TASK BRIEF: Print the entries below word for word, starting at the line that contains "Task: locate the river in" and ending at the line that contains "[(191, 301)]", with both of those lines included.

SUPPLIED RECORDS:
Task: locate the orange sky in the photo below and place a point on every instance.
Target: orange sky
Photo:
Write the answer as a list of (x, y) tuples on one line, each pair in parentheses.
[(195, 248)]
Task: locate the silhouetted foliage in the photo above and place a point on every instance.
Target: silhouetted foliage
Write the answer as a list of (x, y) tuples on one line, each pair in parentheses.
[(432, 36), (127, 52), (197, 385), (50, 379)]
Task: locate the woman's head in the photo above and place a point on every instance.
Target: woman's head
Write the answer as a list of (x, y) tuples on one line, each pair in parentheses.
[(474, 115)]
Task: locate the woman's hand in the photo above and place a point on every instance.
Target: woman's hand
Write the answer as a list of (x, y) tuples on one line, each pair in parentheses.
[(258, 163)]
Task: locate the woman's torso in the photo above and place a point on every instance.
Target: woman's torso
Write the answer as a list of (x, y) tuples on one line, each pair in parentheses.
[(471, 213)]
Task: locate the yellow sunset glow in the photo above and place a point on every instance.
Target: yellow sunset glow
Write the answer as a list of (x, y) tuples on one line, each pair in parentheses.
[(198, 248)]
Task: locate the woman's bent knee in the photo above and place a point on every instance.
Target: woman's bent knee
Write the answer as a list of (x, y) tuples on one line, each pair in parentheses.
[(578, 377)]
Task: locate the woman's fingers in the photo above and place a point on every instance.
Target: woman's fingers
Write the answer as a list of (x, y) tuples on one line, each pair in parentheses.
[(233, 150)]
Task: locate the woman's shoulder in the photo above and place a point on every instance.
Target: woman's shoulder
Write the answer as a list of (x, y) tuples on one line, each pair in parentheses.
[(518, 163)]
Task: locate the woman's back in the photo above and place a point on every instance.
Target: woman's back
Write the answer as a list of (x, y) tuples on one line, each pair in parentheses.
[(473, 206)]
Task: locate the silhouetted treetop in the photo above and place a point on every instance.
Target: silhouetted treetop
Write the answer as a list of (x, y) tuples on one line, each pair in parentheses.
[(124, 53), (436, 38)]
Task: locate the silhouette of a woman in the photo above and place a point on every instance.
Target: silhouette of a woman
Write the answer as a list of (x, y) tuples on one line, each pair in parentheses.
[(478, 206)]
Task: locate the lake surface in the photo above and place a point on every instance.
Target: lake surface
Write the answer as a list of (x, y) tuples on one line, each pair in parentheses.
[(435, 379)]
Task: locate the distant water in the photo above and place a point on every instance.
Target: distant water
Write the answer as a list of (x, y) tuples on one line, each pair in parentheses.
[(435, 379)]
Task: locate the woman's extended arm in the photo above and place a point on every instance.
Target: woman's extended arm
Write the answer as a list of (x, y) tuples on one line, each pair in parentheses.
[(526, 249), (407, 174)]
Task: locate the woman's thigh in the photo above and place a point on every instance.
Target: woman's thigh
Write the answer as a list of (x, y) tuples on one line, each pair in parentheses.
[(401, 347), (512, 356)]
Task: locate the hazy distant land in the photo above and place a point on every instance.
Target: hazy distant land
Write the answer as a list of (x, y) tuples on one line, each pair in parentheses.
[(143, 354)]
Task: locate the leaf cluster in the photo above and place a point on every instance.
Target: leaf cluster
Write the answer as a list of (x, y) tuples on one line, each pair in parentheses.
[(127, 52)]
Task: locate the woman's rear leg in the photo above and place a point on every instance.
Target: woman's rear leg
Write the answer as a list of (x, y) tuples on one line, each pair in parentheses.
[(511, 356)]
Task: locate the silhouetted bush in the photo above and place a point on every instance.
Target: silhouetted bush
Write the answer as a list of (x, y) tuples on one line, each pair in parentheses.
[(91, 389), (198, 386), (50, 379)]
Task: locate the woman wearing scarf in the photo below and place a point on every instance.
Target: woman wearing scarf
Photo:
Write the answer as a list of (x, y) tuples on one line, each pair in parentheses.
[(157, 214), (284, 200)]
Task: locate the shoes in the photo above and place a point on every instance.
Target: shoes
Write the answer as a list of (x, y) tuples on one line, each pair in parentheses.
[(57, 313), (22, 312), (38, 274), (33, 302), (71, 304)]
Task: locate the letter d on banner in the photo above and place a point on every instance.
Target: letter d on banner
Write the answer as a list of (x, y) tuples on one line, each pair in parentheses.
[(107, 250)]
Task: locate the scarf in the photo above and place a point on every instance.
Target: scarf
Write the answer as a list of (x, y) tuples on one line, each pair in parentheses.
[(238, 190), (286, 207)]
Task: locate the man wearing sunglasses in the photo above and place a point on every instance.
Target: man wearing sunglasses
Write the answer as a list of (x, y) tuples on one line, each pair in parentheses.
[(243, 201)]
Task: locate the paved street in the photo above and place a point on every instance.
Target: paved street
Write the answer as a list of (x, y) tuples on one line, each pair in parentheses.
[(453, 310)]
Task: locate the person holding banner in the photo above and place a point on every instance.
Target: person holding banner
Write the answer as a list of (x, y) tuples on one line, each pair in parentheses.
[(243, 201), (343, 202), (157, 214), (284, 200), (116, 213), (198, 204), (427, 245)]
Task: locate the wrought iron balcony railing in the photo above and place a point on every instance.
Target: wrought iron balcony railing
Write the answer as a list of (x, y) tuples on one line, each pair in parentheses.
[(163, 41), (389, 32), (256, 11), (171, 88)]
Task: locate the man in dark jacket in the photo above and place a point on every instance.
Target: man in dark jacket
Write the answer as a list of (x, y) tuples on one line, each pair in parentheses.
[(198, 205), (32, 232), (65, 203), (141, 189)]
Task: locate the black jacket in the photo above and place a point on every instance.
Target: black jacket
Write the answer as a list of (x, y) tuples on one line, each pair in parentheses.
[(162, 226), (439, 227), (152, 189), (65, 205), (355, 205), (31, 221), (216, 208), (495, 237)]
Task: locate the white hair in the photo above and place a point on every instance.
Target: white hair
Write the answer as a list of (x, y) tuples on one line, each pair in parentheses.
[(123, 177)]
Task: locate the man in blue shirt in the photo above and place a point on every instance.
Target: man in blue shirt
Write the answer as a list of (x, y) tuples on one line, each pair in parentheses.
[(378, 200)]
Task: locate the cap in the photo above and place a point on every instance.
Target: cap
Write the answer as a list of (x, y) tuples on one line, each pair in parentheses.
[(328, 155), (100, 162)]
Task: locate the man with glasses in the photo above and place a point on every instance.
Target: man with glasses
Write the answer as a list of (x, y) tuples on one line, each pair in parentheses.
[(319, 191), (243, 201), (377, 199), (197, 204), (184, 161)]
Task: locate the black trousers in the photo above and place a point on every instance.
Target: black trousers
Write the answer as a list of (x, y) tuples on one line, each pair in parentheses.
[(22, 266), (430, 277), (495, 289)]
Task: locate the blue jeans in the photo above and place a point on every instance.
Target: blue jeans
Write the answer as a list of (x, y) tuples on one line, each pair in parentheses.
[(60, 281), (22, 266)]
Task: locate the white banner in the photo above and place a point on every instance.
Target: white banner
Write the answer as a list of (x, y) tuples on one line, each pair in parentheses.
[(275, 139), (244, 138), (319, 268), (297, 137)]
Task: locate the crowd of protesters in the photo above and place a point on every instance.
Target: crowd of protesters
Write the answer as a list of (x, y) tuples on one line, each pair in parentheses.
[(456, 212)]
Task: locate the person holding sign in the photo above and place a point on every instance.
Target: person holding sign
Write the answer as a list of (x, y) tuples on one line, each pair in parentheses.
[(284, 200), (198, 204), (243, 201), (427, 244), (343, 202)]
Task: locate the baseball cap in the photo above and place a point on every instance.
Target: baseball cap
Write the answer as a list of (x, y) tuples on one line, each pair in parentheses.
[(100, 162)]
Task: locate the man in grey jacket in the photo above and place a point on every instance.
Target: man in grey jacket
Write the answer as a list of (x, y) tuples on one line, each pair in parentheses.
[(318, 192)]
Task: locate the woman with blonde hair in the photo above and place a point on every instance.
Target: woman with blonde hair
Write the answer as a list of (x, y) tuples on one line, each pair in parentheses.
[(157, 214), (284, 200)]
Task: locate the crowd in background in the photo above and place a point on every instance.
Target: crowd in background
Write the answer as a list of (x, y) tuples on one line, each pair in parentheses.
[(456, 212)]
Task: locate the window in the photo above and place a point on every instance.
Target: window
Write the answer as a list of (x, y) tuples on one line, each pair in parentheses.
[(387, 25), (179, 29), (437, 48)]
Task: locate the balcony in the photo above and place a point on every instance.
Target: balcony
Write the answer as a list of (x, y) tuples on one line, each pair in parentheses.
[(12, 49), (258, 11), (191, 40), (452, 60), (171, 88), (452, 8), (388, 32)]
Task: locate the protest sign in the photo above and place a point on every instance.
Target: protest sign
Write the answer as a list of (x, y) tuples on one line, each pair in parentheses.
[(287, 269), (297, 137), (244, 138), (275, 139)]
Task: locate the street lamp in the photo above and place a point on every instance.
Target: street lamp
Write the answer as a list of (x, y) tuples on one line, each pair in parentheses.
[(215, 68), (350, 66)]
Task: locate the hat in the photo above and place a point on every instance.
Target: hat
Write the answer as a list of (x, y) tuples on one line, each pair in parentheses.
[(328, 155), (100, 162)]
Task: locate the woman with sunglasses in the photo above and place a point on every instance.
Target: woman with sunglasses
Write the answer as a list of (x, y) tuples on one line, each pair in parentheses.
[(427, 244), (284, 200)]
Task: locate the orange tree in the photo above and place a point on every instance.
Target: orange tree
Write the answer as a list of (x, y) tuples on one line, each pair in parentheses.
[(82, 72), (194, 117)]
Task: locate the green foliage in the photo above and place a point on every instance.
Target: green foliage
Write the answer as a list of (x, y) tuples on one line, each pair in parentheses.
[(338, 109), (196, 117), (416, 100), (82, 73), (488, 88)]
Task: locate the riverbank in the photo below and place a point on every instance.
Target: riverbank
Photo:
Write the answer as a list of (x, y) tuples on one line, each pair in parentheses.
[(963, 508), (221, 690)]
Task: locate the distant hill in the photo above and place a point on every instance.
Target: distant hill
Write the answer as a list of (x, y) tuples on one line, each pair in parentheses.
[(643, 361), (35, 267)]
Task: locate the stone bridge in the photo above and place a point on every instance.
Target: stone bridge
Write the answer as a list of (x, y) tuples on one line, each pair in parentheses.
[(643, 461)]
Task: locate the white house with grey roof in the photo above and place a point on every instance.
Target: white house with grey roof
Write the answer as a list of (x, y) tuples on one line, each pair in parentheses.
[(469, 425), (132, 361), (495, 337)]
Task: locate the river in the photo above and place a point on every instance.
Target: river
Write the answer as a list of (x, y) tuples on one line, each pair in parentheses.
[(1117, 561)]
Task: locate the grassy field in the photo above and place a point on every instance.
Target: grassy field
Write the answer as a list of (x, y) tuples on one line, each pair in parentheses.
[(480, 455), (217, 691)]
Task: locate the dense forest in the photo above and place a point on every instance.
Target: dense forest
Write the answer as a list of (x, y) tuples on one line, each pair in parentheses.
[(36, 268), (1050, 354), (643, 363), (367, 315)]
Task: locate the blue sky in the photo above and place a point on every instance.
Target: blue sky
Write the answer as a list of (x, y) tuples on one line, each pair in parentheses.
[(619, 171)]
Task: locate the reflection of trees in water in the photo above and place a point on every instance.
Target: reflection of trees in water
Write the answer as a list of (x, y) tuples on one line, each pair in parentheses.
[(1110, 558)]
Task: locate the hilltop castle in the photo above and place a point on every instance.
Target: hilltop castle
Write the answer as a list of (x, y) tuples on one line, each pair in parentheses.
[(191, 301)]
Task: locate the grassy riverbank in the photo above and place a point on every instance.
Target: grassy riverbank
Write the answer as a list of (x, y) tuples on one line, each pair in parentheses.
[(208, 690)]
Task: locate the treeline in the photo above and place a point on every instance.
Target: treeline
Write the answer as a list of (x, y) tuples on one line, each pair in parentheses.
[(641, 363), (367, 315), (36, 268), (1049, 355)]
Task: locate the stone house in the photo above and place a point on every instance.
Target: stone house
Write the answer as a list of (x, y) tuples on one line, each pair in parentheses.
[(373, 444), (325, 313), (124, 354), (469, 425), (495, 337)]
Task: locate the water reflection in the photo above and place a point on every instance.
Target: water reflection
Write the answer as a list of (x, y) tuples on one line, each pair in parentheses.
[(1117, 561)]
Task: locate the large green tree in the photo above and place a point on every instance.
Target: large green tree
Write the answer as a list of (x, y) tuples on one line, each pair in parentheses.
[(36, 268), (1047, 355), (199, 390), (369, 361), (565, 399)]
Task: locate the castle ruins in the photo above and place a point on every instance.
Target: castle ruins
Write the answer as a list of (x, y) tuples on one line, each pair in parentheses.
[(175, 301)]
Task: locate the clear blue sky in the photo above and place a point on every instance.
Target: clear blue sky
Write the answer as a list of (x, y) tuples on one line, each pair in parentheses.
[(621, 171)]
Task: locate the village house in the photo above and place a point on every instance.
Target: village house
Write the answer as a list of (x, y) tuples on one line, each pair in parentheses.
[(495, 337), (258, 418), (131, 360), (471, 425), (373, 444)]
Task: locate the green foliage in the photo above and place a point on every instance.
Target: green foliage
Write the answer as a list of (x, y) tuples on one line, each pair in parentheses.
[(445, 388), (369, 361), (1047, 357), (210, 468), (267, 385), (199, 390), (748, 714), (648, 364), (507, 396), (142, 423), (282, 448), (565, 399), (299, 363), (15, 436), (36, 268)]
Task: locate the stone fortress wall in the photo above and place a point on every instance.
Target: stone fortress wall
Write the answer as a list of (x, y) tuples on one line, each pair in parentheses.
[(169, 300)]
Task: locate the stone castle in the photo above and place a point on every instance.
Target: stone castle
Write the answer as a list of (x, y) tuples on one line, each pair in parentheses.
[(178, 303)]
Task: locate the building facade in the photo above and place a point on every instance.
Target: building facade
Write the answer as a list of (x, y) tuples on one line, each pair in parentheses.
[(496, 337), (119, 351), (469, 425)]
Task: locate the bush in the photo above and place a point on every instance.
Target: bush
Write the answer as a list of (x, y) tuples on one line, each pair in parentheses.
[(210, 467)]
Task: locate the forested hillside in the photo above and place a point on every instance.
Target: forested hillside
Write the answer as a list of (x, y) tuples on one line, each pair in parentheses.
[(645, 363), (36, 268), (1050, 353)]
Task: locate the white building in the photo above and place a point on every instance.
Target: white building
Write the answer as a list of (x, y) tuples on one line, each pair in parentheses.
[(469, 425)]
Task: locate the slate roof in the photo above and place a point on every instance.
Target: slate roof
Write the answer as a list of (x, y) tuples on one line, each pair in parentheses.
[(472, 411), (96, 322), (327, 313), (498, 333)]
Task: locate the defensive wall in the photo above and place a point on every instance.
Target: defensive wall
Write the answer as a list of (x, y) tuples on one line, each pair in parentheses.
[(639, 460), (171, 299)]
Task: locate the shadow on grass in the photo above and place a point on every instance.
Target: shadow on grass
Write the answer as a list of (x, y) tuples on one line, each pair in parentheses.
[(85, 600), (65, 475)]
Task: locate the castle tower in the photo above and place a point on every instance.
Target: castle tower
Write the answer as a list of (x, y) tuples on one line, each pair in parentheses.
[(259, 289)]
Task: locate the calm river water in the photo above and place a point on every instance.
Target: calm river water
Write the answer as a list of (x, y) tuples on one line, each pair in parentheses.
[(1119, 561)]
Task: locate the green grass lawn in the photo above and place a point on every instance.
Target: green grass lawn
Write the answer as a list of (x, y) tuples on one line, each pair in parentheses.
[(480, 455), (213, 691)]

EXPECTED ANSWER:
Task: locate the river in the photo above and place a point on every instance.
Target: river
Write the answer as a list of (x, y) tuples on one line, each pair in parentheses.
[(1117, 561)]
Task: locate the grassy field in the photo above and place a point on every instance.
Target: grassy field
Write the answer as a list of (x, y) tuples on one line, each pair in parentheses.
[(480, 455), (217, 691)]
Task: locate the dense forest in the photo above and place a point on every instance.
Target: dense forest
Write the answer as a list of (x, y) tuples on one line, each pair in parentheses.
[(36, 268), (1050, 354), (643, 363), (367, 315)]
Task: locate the blue sky in the photo above and place a point on every instance.
Target: blue sky
Write the answer as a list of (x, y) tuples on one line, each pair in parentheses.
[(619, 171)]
Task: locate the reflection of trees in water in the photo above and place a point on every instance.
Target: reflection of trees in water
Write the answer as a list of (x, y) tuples on one line, each pair in parentheses.
[(1110, 558)]
Task: locate the hilltop castle in the photo above and place a point on every instance.
Target: hilltop castle
Write the answer as a list of (x, y) tuples on one line, each pair in parentheses.
[(191, 301)]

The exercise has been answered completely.